§ **To be done**
Revise everything from the line containing "wooden deck, one" down to the end of the material below, changing "wooden railing" to "timber railing" and leaving all else as it stands. Return only those lines.

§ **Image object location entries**
◆ ◆ ◆

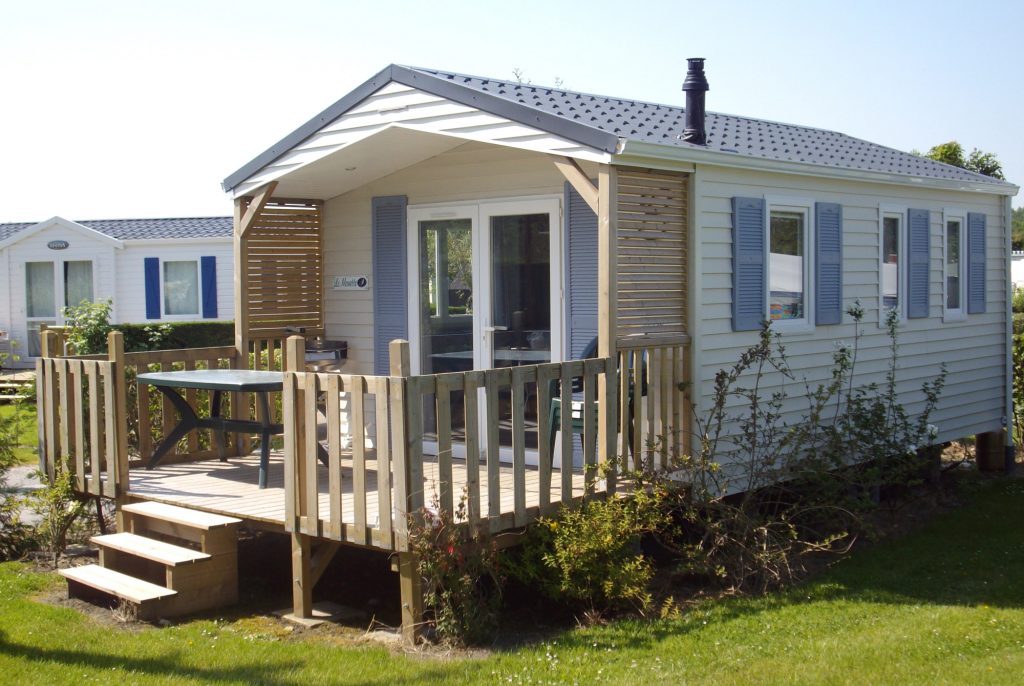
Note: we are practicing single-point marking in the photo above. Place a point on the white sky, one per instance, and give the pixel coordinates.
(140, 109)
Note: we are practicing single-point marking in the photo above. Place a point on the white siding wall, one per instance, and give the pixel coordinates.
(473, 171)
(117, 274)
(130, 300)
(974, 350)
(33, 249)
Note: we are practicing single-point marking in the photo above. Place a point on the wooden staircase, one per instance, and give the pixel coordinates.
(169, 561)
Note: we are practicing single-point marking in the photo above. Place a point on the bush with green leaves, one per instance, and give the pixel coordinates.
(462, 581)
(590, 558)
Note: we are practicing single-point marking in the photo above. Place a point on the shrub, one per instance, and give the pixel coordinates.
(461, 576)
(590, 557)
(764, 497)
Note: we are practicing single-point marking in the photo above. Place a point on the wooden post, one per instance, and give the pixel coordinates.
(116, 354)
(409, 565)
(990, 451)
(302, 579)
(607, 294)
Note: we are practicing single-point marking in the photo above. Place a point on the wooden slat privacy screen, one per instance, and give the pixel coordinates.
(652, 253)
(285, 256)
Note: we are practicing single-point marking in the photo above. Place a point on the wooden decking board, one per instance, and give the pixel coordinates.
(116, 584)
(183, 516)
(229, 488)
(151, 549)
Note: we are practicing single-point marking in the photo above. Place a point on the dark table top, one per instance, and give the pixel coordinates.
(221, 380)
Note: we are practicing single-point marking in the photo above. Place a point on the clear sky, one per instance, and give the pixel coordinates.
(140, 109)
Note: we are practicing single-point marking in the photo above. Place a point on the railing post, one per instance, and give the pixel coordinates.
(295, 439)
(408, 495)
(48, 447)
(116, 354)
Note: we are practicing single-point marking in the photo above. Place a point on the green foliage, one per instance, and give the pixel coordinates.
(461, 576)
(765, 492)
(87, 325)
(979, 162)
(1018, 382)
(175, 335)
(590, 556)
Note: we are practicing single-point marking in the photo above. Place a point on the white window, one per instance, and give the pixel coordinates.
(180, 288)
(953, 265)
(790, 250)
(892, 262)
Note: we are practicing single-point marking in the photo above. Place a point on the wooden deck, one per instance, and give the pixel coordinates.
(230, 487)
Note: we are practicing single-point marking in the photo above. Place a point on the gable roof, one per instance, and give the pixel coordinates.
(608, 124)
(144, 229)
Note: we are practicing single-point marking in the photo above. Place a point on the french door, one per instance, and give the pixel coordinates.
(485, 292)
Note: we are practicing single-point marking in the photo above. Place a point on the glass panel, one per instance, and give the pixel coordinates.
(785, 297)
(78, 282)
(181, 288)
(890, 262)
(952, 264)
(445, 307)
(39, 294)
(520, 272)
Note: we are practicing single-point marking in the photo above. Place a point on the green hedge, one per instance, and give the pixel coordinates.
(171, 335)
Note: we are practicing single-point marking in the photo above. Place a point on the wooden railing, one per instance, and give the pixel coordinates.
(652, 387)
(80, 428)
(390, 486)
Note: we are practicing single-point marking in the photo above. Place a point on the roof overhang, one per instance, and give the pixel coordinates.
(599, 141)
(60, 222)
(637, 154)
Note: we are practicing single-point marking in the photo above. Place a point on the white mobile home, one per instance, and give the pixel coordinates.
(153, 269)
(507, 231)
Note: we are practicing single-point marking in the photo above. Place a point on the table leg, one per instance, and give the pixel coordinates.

◆ ◆ ◆

§ **Solution below**
Note: we are practicing single-point marking in the photo above. Place a point on the wooden deck, one per instance, and give the pixel coordinates.
(230, 487)
Note: we are practicing single-point marking in the photo above. Place a point on the gable roof, one per instance, and give the pixel coordinates.
(608, 124)
(144, 229)
Note: we are practicing single-point marking in the photo above. Place a point on the french door, one per instance, and give the pixel coordinates.
(485, 292)
Note: we are practicing single-point marking in the photo above. Place a point on the glass panel, one per instance, and give the pixel coordinates.
(785, 297)
(78, 282)
(181, 288)
(890, 262)
(952, 264)
(445, 307)
(39, 294)
(520, 272)
Note: we are practicing single-point marking in the photo above. Place a point on the green hedge, one per instance, and give the pixel coordinates.
(171, 335)
Note: we are practicing single-point marking in the photo above. Place a point on the timber railing, one per instance, and give the pixel coordinates.
(652, 387)
(80, 428)
(390, 486)
Note: we are practicing single-point marking in the photo above. Place a point on the roof overhang, one per instance, and give the pixel coordinates.
(599, 141)
(60, 222)
(637, 154)
Note: we are practicing single-point marking in the photo above. Place a point on the white mobile home, one per instance, and give the pixel coordinates.
(153, 269)
(507, 231)
Note: we are practicing single-point marking in the photo above. Place a point on the table leg, one per instance, and give the pixel coordinates.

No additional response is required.